:: Short exercise ::
Condense the paragraph of the summary below that begins "In the meantime, the boy who came to fetch the prince" into a shorter version that keeps its main facts.

══ Given passage

In the meantime, the boy who came to fetch the prince leads him through Southwark and onto the road beyond, the ruffian, the fellow who had seemed ready to join them, follows at a distance. When the prince balks at going any farther, he is told that a friend of his lies wounded in a wood ahead, news that speeds him on. He is brought to a decaying barn and the ruffian, who is actually John Canty in disguise, takes charge, making it clear that the prince is once again his prisoner.
While Canty and Hugo, the youth who brought the prince to the barn, confer, the prince withdraws to a pile of hay at the far end of the barn and falls asleep after crying over the death of his father, whom the prince loved very much. As he sleeps, the rest of the vagabonds — a grim and motley group of society's outcasts — come into the barn. Eventually their rowdiness awakens the prince, and he realizes that they have feasted and drunk a good deal. He listens as "John Hobbs," the name John Canty is now using, is brought up to date about the lives of the comrades he once had in this group before he went to live in London. Although he remains quiet, the prince is attentive and serious as he listens to the tales and hears of the ways that the laws of the land affect these people. For example, he hears about a farmer who was turned from his place, reduced to beggary, lashed through three towns, had his wife and children killed, had his ears chopped off, was whipped, and was finally sold as a slave. By this time, the prince is horrified and can keep silent no longer, and he proclaims an end to the law that allows such things to happen. When asked who he is, he answers, "with princely dignity, 'I am Edward, King of England.'"

════
══ Record set

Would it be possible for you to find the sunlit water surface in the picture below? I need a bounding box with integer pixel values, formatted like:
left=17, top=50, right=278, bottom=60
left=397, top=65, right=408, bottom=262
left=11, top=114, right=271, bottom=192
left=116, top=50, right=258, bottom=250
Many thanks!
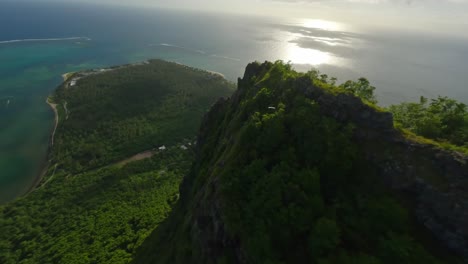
left=0, top=2, right=468, bottom=202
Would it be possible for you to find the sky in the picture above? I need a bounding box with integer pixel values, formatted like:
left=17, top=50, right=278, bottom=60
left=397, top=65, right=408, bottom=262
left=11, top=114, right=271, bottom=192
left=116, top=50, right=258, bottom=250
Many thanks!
left=8, top=0, right=468, bottom=39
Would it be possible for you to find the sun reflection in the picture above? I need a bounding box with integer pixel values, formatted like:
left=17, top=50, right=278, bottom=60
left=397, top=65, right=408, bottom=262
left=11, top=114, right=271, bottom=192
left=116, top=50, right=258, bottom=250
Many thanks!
left=301, top=19, right=343, bottom=31
left=283, top=43, right=348, bottom=67
left=286, top=44, right=333, bottom=65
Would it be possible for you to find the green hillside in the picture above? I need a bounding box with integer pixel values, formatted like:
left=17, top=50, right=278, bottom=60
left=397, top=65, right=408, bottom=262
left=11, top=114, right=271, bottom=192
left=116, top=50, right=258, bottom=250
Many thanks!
left=134, top=62, right=468, bottom=264
left=0, top=60, right=233, bottom=264
left=0, top=60, right=468, bottom=264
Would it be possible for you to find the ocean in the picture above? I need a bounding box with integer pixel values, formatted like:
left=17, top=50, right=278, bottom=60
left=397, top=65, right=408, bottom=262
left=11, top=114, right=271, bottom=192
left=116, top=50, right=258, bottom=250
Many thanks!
left=0, top=0, right=468, bottom=203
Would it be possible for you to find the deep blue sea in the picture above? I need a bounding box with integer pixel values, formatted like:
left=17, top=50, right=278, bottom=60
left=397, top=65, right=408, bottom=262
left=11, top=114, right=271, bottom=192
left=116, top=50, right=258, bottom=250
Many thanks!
left=0, top=0, right=468, bottom=203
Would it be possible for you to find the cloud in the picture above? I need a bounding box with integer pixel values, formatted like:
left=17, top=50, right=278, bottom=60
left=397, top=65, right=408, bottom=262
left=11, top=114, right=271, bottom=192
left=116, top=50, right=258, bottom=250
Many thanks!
left=266, top=0, right=468, bottom=5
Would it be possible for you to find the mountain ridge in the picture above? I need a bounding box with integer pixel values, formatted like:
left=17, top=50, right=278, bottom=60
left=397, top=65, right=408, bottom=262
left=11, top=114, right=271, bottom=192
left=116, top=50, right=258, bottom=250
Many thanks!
left=134, top=62, right=468, bottom=263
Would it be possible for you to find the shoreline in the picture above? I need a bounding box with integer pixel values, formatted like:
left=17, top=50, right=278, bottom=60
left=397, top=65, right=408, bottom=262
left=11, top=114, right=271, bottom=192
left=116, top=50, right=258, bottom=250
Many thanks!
left=24, top=97, right=59, bottom=195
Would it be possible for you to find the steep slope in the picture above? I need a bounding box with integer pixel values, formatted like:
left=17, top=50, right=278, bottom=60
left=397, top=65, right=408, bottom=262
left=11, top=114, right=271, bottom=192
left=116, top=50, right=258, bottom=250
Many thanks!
left=134, top=62, right=468, bottom=264
left=0, top=60, right=233, bottom=264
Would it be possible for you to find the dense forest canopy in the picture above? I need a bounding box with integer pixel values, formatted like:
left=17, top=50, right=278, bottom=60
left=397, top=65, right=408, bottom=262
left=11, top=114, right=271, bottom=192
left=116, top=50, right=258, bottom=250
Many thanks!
left=0, top=60, right=468, bottom=264
left=0, top=60, right=233, bottom=264
left=134, top=62, right=466, bottom=264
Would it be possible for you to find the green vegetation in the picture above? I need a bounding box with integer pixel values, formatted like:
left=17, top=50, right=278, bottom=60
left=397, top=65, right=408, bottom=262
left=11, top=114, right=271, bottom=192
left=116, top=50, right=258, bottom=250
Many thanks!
left=0, top=60, right=467, bottom=264
left=52, top=60, right=233, bottom=173
left=135, top=62, right=460, bottom=264
left=0, top=60, right=233, bottom=264
left=389, top=96, right=468, bottom=147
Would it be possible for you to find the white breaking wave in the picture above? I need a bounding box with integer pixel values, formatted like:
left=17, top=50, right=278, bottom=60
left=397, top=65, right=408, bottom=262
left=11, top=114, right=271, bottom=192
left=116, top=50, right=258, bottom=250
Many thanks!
left=211, top=54, right=240, bottom=61
left=159, top=43, right=206, bottom=54
left=0, top=37, right=91, bottom=44
left=157, top=43, right=240, bottom=61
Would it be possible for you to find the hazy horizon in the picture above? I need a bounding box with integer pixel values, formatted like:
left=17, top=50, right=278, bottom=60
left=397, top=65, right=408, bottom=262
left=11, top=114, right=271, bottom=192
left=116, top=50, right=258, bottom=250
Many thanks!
left=4, top=0, right=468, bottom=39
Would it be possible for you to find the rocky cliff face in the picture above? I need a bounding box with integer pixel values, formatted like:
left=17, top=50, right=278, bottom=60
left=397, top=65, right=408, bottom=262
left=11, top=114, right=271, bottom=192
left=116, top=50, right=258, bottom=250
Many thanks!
left=133, top=63, right=468, bottom=263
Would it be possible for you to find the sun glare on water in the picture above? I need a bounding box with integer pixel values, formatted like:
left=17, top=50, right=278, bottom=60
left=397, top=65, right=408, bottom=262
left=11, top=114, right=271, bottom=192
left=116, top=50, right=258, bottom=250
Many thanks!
left=300, top=19, right=343, bottom=31
left=286, top=43, right=334, bottom=66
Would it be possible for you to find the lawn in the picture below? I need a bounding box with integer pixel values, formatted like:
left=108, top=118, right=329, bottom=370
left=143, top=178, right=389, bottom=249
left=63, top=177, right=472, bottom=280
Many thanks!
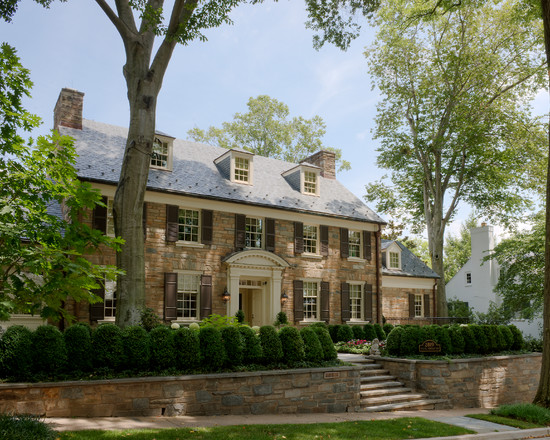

════

:: Reply to the task ::
The boy who came for the prince leads him through Southwark to the road beyond, while the ruffian follows at a distance. When the prince refuses to go farther, he is told a wounded friend lies in a wood ahead, and he hurries on. At a decaying barn, the ruffian, really John Canty in disguise, takes charge and makes it clear that the prince is his prisoner again.